Книга стыда. Стыд в истории литературы - Мартен Жан-Пьер. Страница 18
* * *
Да, это единственный выход: предать. Действительно, как, предпринимая «попытку к бегству», призванную избавить нас от страха сходства (или невозможности подняться выше), не встать на дыбы, не взбунтоваться против родных — вплоть до отречения? В романе Кутзее о его детских годах юноша с «неизбывным чувством вины» думает о том дне, когда он должен будет утвердить себя, грубо оттолкнув мать. «Она перестала быть образцом для меня», — пишет о своей матери Анни Эрно: еще со школы дочь мелких торговцев постепенно отворачивается от своего социального круга, обнаруживая, что ее родители — «жалкие чумазые лабазники». Предательство, окончательно совершающееся с успешной сдачей экзаменов на должность преподавателя, порождает новый стыд, который отныне будет сопутствовать стыду детства, — стыд перебежчика.
++++++++++
_УЧЕБНОЕ ЗАДАНИЕ 1_. Установите, согласуются ли с выбранным отрывком следующие утверждения: (a) в романе Кутзее юноша думает о дне, когда ему придется грубо оттолкнуть мать; (b) Анни Эрно пишет, что мать так и осталась для нее образцом; (c) новый стыд, порожденный предательством, вытесняет стыд детства. Для каждого утверждения дайте ответ «да» или «нет» и дословно приведите решающие слова отрывка.
++++++++++
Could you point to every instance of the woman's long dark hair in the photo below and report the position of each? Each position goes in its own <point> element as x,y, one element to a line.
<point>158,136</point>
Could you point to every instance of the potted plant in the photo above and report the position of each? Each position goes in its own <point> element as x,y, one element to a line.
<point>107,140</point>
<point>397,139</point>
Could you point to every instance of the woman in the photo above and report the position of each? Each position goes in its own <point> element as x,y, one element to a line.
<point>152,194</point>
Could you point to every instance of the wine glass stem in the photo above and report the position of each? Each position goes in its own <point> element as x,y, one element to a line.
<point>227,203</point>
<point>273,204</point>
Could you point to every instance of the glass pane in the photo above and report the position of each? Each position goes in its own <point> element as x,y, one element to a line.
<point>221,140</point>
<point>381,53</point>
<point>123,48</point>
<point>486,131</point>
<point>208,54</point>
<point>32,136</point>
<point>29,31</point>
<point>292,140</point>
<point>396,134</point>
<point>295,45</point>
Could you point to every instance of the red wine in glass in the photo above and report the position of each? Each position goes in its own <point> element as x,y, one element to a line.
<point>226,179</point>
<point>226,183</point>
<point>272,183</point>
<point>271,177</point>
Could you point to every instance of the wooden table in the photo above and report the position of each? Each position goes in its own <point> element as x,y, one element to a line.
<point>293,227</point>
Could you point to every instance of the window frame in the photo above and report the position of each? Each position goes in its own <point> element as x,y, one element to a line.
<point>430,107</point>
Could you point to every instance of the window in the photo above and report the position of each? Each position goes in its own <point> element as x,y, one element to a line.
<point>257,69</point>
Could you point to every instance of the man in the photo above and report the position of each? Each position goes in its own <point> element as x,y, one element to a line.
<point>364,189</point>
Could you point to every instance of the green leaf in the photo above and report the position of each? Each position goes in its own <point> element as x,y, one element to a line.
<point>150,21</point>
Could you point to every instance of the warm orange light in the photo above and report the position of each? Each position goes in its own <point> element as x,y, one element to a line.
++++++++++
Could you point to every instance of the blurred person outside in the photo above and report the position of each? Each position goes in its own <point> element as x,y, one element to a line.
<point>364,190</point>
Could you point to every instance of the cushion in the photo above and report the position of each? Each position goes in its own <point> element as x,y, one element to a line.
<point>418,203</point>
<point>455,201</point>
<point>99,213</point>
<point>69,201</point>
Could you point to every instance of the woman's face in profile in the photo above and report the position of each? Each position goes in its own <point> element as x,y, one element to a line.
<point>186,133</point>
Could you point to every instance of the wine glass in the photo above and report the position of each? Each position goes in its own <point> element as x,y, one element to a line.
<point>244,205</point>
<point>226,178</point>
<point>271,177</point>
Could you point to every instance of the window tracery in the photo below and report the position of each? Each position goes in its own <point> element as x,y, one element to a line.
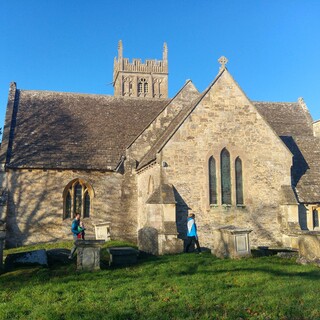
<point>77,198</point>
++++++++++
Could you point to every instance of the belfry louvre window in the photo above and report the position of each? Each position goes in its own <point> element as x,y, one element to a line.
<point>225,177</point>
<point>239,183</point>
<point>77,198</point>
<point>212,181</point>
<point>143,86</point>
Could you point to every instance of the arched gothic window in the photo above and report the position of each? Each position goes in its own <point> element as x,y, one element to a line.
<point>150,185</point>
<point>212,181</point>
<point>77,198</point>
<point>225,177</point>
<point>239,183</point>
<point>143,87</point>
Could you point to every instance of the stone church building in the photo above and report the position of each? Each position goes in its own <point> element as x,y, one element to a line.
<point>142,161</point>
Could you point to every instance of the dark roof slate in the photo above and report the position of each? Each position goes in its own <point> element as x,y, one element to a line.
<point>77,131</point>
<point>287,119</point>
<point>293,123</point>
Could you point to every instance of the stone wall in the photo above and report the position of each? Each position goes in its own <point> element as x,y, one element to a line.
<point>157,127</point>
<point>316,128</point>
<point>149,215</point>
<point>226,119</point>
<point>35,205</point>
++++++++++
_УЧЕБНОЕ ЗАДАНИЕ 2_. Воспроизведите строки листинга, начиная со строки, содержащей «Could you point to every instance of the glass», и заканчивая строкой, содержащей «<point>295,45</point>», включительно, заменив «glass pane» на «window pane» и ничего более не меняя.

_ИТОГОВЫЙ РЕЗУЛЬТАТ 1_.
(a) Да: «когда он должен будет утвердить себя, грубо оттолкнув мать».
(b) Нет: «Она перестала быть образцом для меня».
(c) Нет: «порождает новый стыд, который отныне будет сопутствовать стыду детства».

_ИТОГОВЫЙ РЕЗУЛЬТАТ 2_.
Could you point to every instance of the window pane in the photo above and report the position of each? Each position goes in its own <point> element as x,y, one element to a line.
<point>221,140</point>
<point>381,53</point>
<point>123,48</point>
<point>486,131</point>
<point>208,54</point>
<point>32,136</point>
<point>29,31</point>
<point>292,140</point>
<point>396,134</point>
<point>295,45</point>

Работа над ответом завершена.